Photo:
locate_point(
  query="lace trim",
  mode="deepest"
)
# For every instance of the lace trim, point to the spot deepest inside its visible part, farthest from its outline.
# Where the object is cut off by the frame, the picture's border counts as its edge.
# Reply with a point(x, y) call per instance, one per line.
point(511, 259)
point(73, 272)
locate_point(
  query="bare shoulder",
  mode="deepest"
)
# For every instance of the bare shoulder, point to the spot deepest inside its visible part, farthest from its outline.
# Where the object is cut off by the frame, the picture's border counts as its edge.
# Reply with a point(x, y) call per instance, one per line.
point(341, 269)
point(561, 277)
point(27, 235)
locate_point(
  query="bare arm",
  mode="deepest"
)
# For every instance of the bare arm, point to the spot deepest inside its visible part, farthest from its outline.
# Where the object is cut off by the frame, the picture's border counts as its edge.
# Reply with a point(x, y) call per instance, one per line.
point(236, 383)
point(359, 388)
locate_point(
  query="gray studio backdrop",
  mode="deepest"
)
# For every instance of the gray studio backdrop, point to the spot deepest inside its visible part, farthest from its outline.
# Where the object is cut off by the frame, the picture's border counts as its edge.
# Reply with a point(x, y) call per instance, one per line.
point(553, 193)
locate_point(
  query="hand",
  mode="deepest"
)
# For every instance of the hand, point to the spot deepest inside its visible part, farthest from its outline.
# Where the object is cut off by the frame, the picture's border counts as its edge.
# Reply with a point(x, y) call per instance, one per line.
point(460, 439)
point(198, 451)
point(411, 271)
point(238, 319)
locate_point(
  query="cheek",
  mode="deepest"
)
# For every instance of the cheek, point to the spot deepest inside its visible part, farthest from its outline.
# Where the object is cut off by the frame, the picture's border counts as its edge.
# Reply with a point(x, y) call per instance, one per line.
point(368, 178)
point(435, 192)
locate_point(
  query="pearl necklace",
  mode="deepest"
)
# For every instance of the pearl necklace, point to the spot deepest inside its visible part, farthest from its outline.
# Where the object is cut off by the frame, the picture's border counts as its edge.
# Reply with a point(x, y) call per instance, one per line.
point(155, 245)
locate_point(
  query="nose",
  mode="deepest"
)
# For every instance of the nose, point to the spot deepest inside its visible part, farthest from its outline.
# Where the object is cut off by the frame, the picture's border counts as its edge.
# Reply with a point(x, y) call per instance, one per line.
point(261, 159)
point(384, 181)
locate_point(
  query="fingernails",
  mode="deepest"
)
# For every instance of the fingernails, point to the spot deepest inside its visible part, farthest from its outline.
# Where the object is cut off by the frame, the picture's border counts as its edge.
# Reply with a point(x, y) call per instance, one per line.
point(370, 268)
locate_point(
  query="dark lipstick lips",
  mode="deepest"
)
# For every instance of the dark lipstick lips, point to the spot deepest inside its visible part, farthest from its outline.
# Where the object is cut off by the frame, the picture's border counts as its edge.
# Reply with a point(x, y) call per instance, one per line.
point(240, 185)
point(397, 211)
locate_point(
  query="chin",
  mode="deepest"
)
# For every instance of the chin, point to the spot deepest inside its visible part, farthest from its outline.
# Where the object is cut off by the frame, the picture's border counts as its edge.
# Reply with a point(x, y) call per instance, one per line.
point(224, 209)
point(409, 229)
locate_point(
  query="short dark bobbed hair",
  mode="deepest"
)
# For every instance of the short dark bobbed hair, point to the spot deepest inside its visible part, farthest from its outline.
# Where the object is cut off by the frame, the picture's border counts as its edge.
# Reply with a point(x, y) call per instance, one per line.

-- -- --

- _Requirements_: Change every "outline" in the material above to "contour", and leave everything else as it is.

- _Worked answer_:
Photo:
locate_point(
  query="lace trim",
  mode="deepest"
)
# For every instance of the lace trim, point to the spot deepest inside its visible part, farthest from its contour.
# Where the object is cut off by the frame, the picture's border counts as its edge.
# Reply with a point(x, y) call per instance, one per line.
point(511, 259)
point(73, 272)
locate_point(
  query="bare shoulder",
  mode="deepest"
)
# For every instance of the bare shoulder, point to the spot deepest inside its visible part, farthest from its contour.
# Where the object is cut off by the frame, the picture's border counts as its edge.
# Reply with a point(x, y) call per instance, one per line.
point(341, 269)
point(561, 277)
point(27, 235)
locate_point(
  query="bare arm",
  mode="deepest"
)
# For every instance of the bare arm, point to the spot deepest inside its visible part, farthest from its contour.
# Where the object is cut off by the frame, the picture's border counts as its edge.
# Reply with a point(x, y) call per instance, one per line.
point(236, 383)
point(359, 388)
locate_point(
  query="gray studio backdrop",
  mode="deepest"
)
# For every instance of the gray studio backdrop, point to the spot deepest inside its visible part, farthest from its contour.
# Where the object is cut off by the frame, the picture's border counts as its edge.
# Reply with a point(x, y) call per instance, one per line.
point(553, 193)
locate_point(
  query="hand",
  mode="deepest"
)
# For every instance of the hand, point to the spot deepest inside its visible part, farthest from its contour.
# Where the object is cut off by the frame, the picture's border counts as its edge.
# Reply with a point(x, y) call per instance, one per line.
point(460, 439)
point(198, 451)
point(411, 271)
point(238, 319)
locate_point(
  query="cheek",
  mode="deepest"
)
# For every instance of the cheek, point to the spot deepest inside its visible part, farthest from its contour.
# Where the object is cut off by the frame, the picture's border counts as its edge.
# Reply with a point(x, y) call per instance, one per line.
point(368, 178)
point(435, 192)
locate_point(
  query="pearl necklace",
  mode="deepest"
)
# For every instance of the pearl necklace, point to the spot deepest inside its visible part, farthest from its contour.
# Where the object is cut off by the frame, the picture's border counts as its edge.
# Reply with a point(x, y) call per instance, one per line.
point(155, 245)
locate_point(
  query="nose",
  mode="deepest"
)
# For every instance of the nose, point to the spot deepest inside its visible part, farthest from its contour.
# Where the object is cut off by the frame, the picture's border counts as its edge.
# Reply with a point(x, y) call per instance, one per line.
point(261, 159)
point(384, 181)
locate_point(
  query="fingernails",
  mode="deepest"
)
# For every instance of the fingernails, point to the spot deepest inside its visible part, farthest from its contour.
# Where the object is cut off by the frame, the picture's border counts as its edge.
# Reply with a point(x, y) call per instance, one per line.
point(370, 268)
locate_point(
  query="dark lipstick lips",
  mode="deepest"
)
# For every instance of the dark lipstick lips, point to the spot deepest inside its visible part, farthest from its contour.
# Where the object is cut off by the frame, the picture's border counts as its edge.
# Reply with a point(x, y) call per instance, one per line.
point(240, 185)
point(397, 211)
locate_point(
  query="chin",
  mode="deepest"
)
# For every instance of the chin, point to the spot deepest inside its visible part, farthest from its contour.
# Where the object is cut off by the frame, the picture's border counts as its edge.
# Reply with a point(x, y) call per instance, one per line.
point(224, 209)
point(409, 229)
locate_point(
  query="short dark bobbed hair",
  mode="deepest"
)
# For every instance of the short dark bobbed hair, point to the spot deepest inside its visible part, farthest from its contour.
# Where the object is cut off by the frame, the picture's border counts as its edge.
# Reply with a point(x, y) call per instance, one per line.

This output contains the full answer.